**Exercise brief**
Put every line of the items below into a Markdown table with the columns "No." and "Text," numbering the rows in order, omitting blank lines, and leaving out the pictures.

(Entries from a point annotation set)
——————————

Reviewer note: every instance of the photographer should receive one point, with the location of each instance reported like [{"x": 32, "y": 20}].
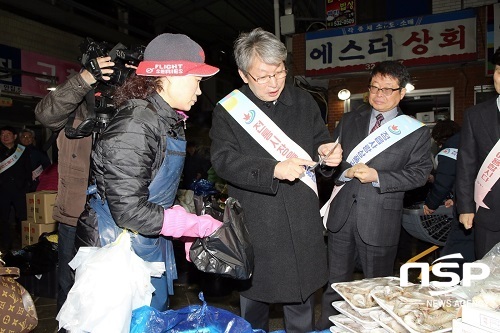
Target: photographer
[{"x": 71, "y": 99}]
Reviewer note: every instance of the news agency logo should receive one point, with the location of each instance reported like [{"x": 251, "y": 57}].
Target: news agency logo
[{"x": 474, "y": 271}]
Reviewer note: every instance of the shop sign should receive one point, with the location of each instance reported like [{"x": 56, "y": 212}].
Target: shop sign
[
  {"x": 340, "y": 13},
  {"x": 41, "y": 64},
  {"x": 10, "y": 58},
  {"x": 474, "y": 271},
  {"x": 432, "y": 39},
  {"x": 9, "y": 88}
]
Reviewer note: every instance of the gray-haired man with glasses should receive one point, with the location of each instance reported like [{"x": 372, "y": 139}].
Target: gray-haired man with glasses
[
  {"x": 364, "y": 219},
  {"x": 281, "y": 208}
]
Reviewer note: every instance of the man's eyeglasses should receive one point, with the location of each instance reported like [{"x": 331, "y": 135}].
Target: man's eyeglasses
[
  {"x": 265, "y": 79},
  {"x": 386, "y": 91}
]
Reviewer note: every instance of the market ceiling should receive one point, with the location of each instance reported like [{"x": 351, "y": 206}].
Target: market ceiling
[{"x": 213, "y": 23}]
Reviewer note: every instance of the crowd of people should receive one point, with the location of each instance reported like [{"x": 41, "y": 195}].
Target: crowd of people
[{"x": 127, "y": 177}]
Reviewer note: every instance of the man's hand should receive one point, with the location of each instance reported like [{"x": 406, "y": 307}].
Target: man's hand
[
  {"x": 364, "y": 173},
  {"x": 335, "y": 158},
  {"x": 105, "y": 68},
  {"x": 291, "y": 169},
  {"x": 428, "y": 211},
  {"x": 467, "y": 220}
]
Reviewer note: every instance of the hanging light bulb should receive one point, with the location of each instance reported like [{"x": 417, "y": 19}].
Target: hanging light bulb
[{"x": 344, "y": 94}]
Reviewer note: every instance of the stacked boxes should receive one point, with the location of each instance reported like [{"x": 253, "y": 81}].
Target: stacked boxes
[{"x": 39, "y": 211}]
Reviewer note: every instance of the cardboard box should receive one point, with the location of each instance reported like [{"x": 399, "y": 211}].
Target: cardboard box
[
  {"x": 30, "y": 231},
  {"x": 40, "y": 206},
  {"x": 486, "y": 320}
]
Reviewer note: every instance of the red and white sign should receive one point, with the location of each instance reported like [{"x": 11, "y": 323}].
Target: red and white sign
[{"x": 433, "y": 39}]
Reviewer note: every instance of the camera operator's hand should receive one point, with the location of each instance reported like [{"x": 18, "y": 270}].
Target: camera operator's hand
[{"x": 100, "y": 68}]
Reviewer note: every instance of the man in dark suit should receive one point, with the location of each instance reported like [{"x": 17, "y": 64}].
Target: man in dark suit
[
  {"x": 479, "y": 138},
  {"x": 364, "y": 219}
]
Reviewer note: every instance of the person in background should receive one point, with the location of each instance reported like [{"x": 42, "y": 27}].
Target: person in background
[
  {"x": 477, "y": 185},
  {"x": 196, "y": 164},
  {"x": 446, "y": 134},
  {"x": 53, "y": 111},
  {"x": 364, "y": 218},
  {"x": 137, "y": 160},
  {"x": 272, "y": 181},
  {"x": 39, "y": 159},
  {"x": 15, "y": 180}
]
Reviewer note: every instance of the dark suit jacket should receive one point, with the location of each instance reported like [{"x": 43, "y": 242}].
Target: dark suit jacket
[
  {"x": 402, "y": 167},
  {"x": 480, "y": 132}
]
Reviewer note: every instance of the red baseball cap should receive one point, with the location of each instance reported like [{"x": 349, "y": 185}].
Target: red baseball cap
[{"x": 174, "y": 55}]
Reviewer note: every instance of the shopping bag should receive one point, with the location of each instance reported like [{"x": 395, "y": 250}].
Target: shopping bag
[
  {"x": 192, "y": 318},
  {"x": 228, "y": 250},
  {"x": 17, "y": 309},
  {"x": 110, "y": 282}
]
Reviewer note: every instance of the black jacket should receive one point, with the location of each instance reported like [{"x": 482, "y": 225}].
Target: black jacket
[
  {"x": 282, "y": 217},
  {"x": 125, "y": 160}
]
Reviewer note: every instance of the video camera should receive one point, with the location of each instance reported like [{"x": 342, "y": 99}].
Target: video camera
[
  {"x": 119, "y": 54},
  {"x": 100, "y": 104}
]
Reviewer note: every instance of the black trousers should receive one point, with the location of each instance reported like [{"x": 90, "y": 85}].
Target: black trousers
[
  {"x": 345, "y": 249},
  {"x": 298, "y": 317},
  {"x": 484, "y": 240}
]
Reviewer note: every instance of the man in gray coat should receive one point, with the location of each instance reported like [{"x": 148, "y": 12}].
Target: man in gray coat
[
  {"x": 266, "y": 171},
  {"x": 53, "y": 111}
]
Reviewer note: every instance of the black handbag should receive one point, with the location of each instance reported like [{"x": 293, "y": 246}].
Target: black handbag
[{"x": 228, "y": 250}]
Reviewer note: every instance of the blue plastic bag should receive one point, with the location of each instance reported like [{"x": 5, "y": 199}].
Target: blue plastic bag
[{"x": 192, "y": 318}]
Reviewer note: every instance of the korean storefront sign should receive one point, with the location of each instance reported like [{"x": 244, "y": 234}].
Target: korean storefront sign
[
  {"x": 425, "y": 40},
  {"x": 340, "y": 13},
  {"x": 10, "y": 57},
  {"x": 16, "y": 61}
]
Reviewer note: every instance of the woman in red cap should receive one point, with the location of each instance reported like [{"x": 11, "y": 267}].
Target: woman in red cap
[{"x": 137, "y": 160}]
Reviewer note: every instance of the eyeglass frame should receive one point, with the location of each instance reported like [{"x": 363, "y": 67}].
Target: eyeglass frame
[
  {"x": 269, "y": 76},
  {"x": 392, "y": 90}
]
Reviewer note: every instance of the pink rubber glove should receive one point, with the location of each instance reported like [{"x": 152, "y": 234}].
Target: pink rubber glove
[{"x": 178, "y": 223}]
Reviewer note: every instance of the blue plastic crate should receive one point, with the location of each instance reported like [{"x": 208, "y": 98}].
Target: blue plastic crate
[{"x": 431, "y": 228}]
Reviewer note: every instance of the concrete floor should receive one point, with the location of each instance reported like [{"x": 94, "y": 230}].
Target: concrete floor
[{"x": 218, "y": 293}]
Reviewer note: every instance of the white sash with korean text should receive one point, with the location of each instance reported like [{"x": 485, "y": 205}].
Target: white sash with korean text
[
  {"x": 447, "y": 152},
  {"x": 487, "y": 177},
  {"x": 375, "y": 143},
  {"x": 12, "y": 159},
  {"x": 260, "y": 127}
]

——————————

**Finished task**
| No. | Text |
|---|---|
| 1 | Reviewer note: every instance of the photographer should receive one point, with the location of each instance reported like [{"x": 32, "y": 20}]. |
| 2 | Target: photographer |
| 3 | [{"x": 71, "y": 99}] |
| 4 | Reviewer note: every instance of the news agency logo should receive one point, with the location of each instance reported like [{"x": 251, "y": 57}]. |
| 5 | Target: news agency logo |
| 6 | [{"x": 474, "y": 271}] |
| 7 | Reviewer note: every instance of the shop sign should receive one point, with the location of each instance reported like [{"x": 56, "y": 212}]. |
| 8 | Target: shop sign |
| 9 | [ |
| 10 |   {"x": 340, "y": 13}, |
| 11 |   {"x": 41, "y": 64}, |
| 12 |   {"x": 10, "y": 58}, |
| 13 |   {"x": 474, "y": 271}, |
| 14 |   {"x": 432, "y": 39}, |
| 15 |   {"x": 9, "y": 88} |
| 16 | ] |
| 17 | Reviewer note: every instance of the gray-haired man with glasses should receive one point, with the location of each instance reported like [{"x": 372, "y": 139}]. |
| 18 | Target: gray-haired man with glasses |
| 19 | [ |
| 20 |   {"x": 364, "y": 219}, |
| 21 |   {"x": 281, "y": 208} |
| 22 | ] |
| 23 | Reviewer note: every instance of the man's eyeglasses should receive one point, with the location of each instance reported like [{"x": 331, "y": 135}]. |
| 24 | Target: man's eyeglasses |
| 25 | [ |
| 26 |   {"x": 265, "y": 79}, |
| 27 |   {"x": 386, "y": 91} |
| 28 | ] |
| 29 | Reviewer note: every instance of the market ceiling should receive one point, with the location of each instance reported like [{"x": 351, "y": 206}]. |
| 30 | Target: market ceiling |
| 31 | [{"x": 213, "y": 23}] |
| 32 | Reviewer note: every instance of the crowd of people should receive one point, with the location of each instance reported like [{"x": 41, "y": 195}]. |
| 33 | Target: crowd of people |
| 34 | [{"x": 127, "y": 177}] |
| 35 | Reviewer note: every instance of the man's hand should receive one point, with the location of each instance reported like [{"x": 406, "y": 307}]. |
| 36 | Target: man's hand |
| 37 | [ |
| 38 |   {"x": 364, "y": 173}, |
| 39 |   {"x": 335, "y": 158}, |
| 40 |   {"x": 105, "y": 68}, |
| 41 |   {"x": 291, "y": 169}, |
| 42 |   {"x": 428, "y": 211}, |
| 43 |   {"x": 467, "y": 220} |
| 44 | ] |
| 45 | Reviewer note: every instance of the hanging light bulb should receive one point, with the location of each instance reported like [{"x": 417, "y": 19}]. |
| 46 | Target: hanging light bulb |
| 47 | [{"x": 344, "y": 94}] |
| 48 | Reviewer note: every instance of the stacked boxes should receive one point, with the location of each instance reported like [{"x": 253, "y": 81}]. |
| 49 | Target: stacked boxes |
| 50 | [{"x": 39, "y": 211}] |
| 51 | Reviewer note: every instance of the cardboard box should receive one point, with the location of each instance reported like [{"x": 399, "y": 211}]. |
| 52 | Target: cardboard box |
| 53 | [ |
| 54 |   {"x": 30, "y": 231}, |
| 55 |   {"x": 40, "y": 206}, |
| 56 |   {"x": 486, "y": 320} |
| 57 | ] |
| 58 | Reviewer note: every instance of the red and white sign should receive one point, with the location of each instance reported like [{"x": 11, "y": 323}]. |
| 59 | Target: red and white sign |
| 60 | [{"x": 433, "y": 39}] |
| 61 | Reviewer note: every instance of the camera operator's hand should receive one point, with the location of each instance reported like [{"x": 18, "y": 270}]. |
| 62 | Target: camera operator's hand |
| 63 | [{"x": 100, "y": 68}] |
| 64 | Reviewer note: every instance of the man in dark suit should receive one point, with the location of each instance reported like [{"x": 17, "y": 64}]. |
| 65 | Target: man in dark suit |
| 66 | [ |
| 67 |   {"x": 479, "y": 138}, |
| 68 |   {"x": 364, "y": 219} |
| 69 | ] |
| 70 | Reviewer note: every instance of the person in background should receive one point, with the location of each instance reported like [{"x": 42, "y": 27}]. |
| 71 | Target: person in background |
| 72 | [ |
| 73 |   {"x": 477, "y": 185}, |
| 74 |   {"x": 196, "y": 164}, |
| 75 |   {"x": 446, "y": 134}, |
| 76 |   {"x": 53, "y": 111}, |
| 77 |   {"x": 364, "y": 218}, |
| 78 |   {"x": 137, "y": 160}, |
| 79 |   {"x": 272, "y": 181}, |
| 80 |   {"x": 39, "y": 159}, |
| 81 |   {"x": 15, "y": 180} |
| 82 | ] |
| 83 | Reviewer note: every instance of the dark suit jacket should receive one point, with the location of each instance reported like [{"x": 43, "y": 242}]. |
| 84 | Target: dark suit jacket |
| 85 | [ |
| 86 |   {"x": 402, "y": 167}, |
| 87 |   {"x": 480, "y": 132} |
| 88 | ] |
| 89 | Reviewer note: every instance of the red baseball cap should receive one point, with the location of each instance reported like [{"x": 349, "y": 185}]. |
| 90 | Target: red baseball cap |
| 91 | [{"x": 174, "y": 55}] |
| 92 | Reviewer note: every instance of the shopping bag should receive one point, with the location of each instance reported like [{"x": 395, "y": 250}]. |
| 93 | Target: shopping bag |
| 94 | [ |
| 95 |   {"x": 192, "y": 318}, |
| 96 |   {"x": 228, "y": 250}, |
| 97 |   {"x": 17, "y": 309}, |
| 98 |   {"x": 110, "y": 282} |
| 99 | ] |
| 100 | Reviewer note: every instance of the black jacket should receive one point, with the location of each instance reported like [{"x": 482, "y": 225}]. |
| 101 | Target: black jacket |
| 102 | [ |
| 103 |   {"x": 282, "y": 217}, |
| 104 |   {"x": 125, "y": 160} |
| 105 | ] |
| 106 | Reviewer note: every instance of the video camera should receive one point, with the location of each instance reported like [{"x": 342, "y": 99}]. |
| 107 | Target: video camera |
| 108 | [ |
| 109 |   {"x": 119, "y": 54}, |
| 110 |   {"x": 100, "y": 104} |
| 111 | ] |
| 112 | Reviewer note: every instance of the black trousers should receive one point, with the location of each instance reported like [{"x": 90, "y": 85}]. |
| 113 | Target: black trousers |
| 114 | [ |
| 115 |   {"x": 345, "y": 249}, |
| 116 |   {"x": 298, "y": 317}, |
| 117 |   {"x": 484, "y": 240} |
| 118 | ] |
| 119 | Reviewer note: every instance of the man in gray coat should receive one point, with the location of each instance reported like [{"x": 148, "y": 12}]. |
| 120 | Target: man in gray coat |
| 121 | [ |
| 122 |   {"x": 266, "y": 171}, |
| 123 |   {"x": 53, "y": 111} |
| 124 | ] |
| 125 | Reviewer note: every instance of the black handbag should receive one point, with the location of each instance reported like [{"x": 293, "y": 246}]. |
| 126 | Target: black handbag |
| 127 | [{"x": 228, "y": 250}] |
| 128 | Reviewer note: every instance of the blue plastic bag should receive one point, with the location of each instance reported like [{"x": 5, "y": 199}]. |
| 129 | Target: blue plastic bag |
| 130 | [{"x": 192, "y": 318}] |
| 131 | Reviewer note: every instance of the korean storefront sign should receive one point, with the location of each instance reported like [{"x": 244, "y": 234}]. |
| 132 | Target: korean storefront sign |
| 133 | [ |
| 134 |   {"x": 425, "y": 40}, |
| 135 |   {"x": 340, "y": 13}, |
| 136 |   {"x": 10, "y": 57}, |
| 137 |   {"x": 16, "y": 61} |
| 138 | ] |
| 139 | Reviewer note: every instance of the woman in red cap should receive one point, with the location of each instance reported like [{"x": 11, "y": 267}]. |
| 140 | Target: woman in red cap |
| 141 | [{"x": 137, "y": 160}] |
| 142 | Reviewer note: every instance of the eyeglass frame should receive one point, with the location of each instance reported like [{"x": 363, "y": 67}]. |
| 143 | Target: eyeglass frame |
| 144 | [ |
| 145 |   {"x": 269, "y": 76}, |
| 146 |   {"x": 392, "y": 90} |
| 147 | ] |
| 148 | Reviewer note: every instance of the pink rubber glove should receive one point, with the location of each instance reported like [{"x": 152, "y": 234}]. |
| 149 | Target: pink rubber glove |
| 150 | [{"x": 178, "y": 223}] |
| 151 | Reviewer note: every instance of the blue plastic crate should receive one point, with the location of each instance reported like [{"x": 208, "y": 98}]. |
| 152 | Target: blue plastic crate |
| 153 | [{"x": 431, "y": 228}] |
| 154 | Reviewer note: every instance of the concrete floor should receive one point, with the location of each instance reported like [{"x": 94, "y": 230}]. |
| 155 | Target: concrete floor |
| 156 | [{"x": 218, "y": 293}] |
| 157 | Reviewer note: every instance of the white sash with korean text should receive one point, with the location of each instance reported like [{"x": 485, "y": 205}]. |
| 158 | Target: white sash with korean text |
| 159 | [ |
| 160 |   {"x": 447, "y": 152}, |
| 161 |   {"x": 487, "y": 177}, |
| 162 |   {"x": 375, "y": 143}, |
| 163 |   {"x": 12, "y": 159}, |
| 164 |   {"x": 260, "y": 127} |
| 165 | ] |